Find each line in the records that contains the word "grateful", and copy those lines out in full.
+++ MATERIAL FOR THE TASK
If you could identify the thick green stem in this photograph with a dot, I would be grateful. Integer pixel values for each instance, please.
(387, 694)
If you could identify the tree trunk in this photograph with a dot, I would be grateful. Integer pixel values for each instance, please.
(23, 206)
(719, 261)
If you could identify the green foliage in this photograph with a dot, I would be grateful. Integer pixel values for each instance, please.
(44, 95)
++++++
+++ MATERIAL FOR THE TASK
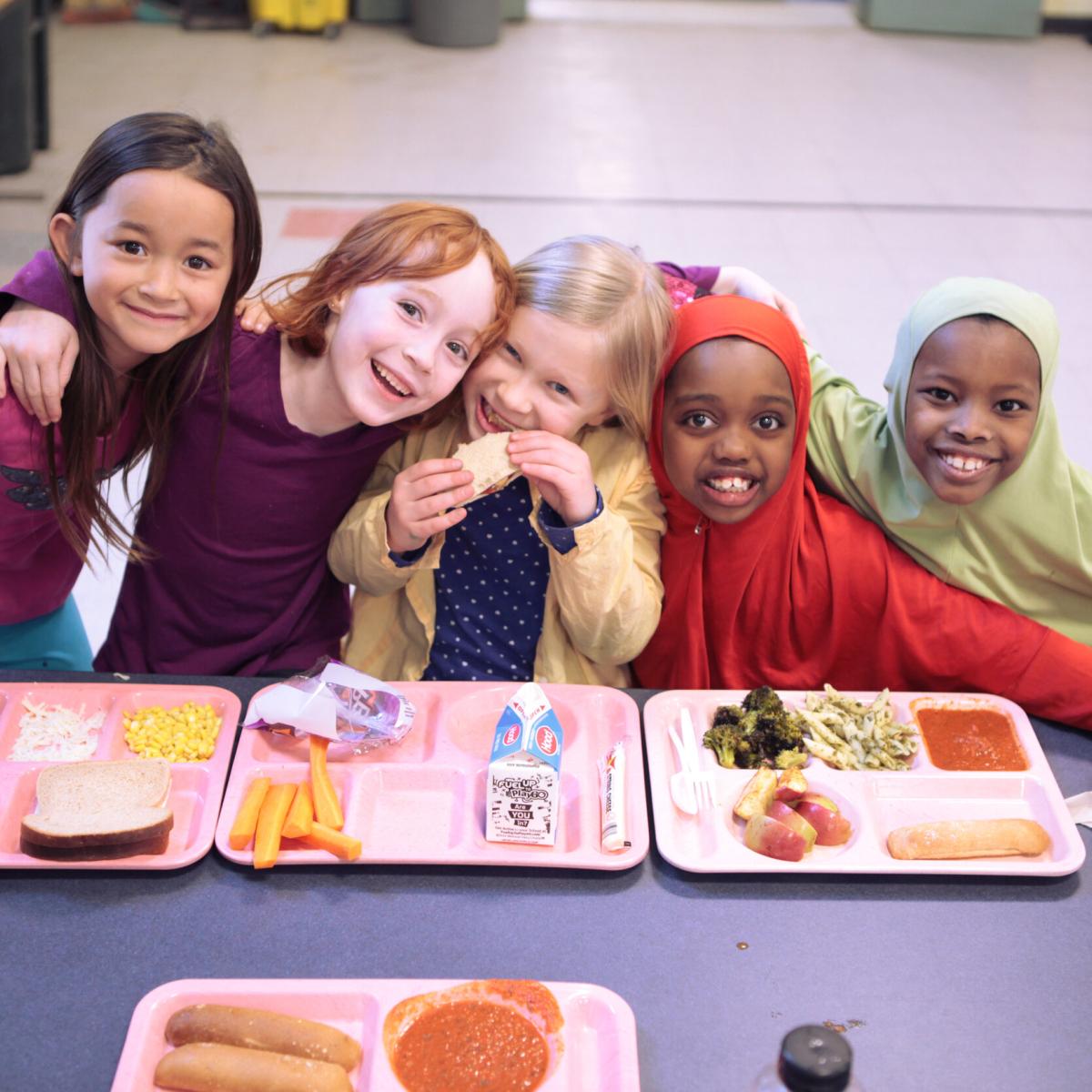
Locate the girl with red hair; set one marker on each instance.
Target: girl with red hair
++++++
■ REPLY TO THE TASK
If you could identify the thick green stem in this photograph with a dot, I would be grateful. Integer pixel values for each instance, please.
If you could identify the tree trunk in this photograph with a dot, I would be grateful. Integer pixel values for each instance, please.
If you could identify the green foliage in this photograph with a dot, I would be grateful. Integer pixel values for each instance, please.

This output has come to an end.